>>>>
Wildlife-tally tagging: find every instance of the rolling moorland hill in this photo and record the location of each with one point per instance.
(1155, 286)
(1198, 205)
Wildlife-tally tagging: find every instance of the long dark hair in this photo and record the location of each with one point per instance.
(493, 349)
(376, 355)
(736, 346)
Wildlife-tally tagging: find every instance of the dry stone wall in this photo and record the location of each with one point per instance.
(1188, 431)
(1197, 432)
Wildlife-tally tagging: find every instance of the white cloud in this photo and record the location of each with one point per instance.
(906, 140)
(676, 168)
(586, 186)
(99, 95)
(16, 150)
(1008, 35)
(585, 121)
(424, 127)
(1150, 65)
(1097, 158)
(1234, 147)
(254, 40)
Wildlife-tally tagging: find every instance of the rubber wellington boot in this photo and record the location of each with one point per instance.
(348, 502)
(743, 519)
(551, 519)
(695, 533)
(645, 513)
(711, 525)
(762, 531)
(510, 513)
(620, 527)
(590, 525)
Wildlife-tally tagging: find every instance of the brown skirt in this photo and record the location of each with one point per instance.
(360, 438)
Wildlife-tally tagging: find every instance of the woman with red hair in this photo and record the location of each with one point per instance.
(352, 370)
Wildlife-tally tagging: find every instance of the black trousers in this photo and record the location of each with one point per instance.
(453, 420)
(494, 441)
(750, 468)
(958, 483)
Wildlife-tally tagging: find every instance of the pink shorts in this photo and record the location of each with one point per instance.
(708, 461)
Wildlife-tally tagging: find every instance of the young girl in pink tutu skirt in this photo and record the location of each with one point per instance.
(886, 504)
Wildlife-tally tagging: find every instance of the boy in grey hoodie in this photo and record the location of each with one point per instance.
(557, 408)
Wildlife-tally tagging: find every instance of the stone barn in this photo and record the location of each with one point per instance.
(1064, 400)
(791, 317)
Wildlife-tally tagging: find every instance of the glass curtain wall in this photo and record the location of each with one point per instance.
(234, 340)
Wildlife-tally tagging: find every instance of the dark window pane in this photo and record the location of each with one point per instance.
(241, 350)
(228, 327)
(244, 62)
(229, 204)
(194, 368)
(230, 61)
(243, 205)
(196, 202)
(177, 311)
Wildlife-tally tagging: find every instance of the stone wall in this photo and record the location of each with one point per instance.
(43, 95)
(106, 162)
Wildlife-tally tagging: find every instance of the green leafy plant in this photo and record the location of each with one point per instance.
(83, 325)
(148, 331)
<<<<
**REQUIREMENTS**
Could you convert the rows, starting at the line containing "Wildlife-tally tagging: find every instance of the stone wall" and running through the final row, into a JSON list of strings with one string per line and any blank lines dropped?

**WRITTEN SOLUTION**
[
  "Wildlife-tally tagging: find every instance of the stone wall in this photo and record the location of each with one point per instance.",
  "(43, 95)",
  "(106, 162)",
  "Wildlife-tally tagging: find every instance of the green leafy plant in this photo and record the location of each with one point per instance.",
  "(83, 325)",
  "(148, 331)"
]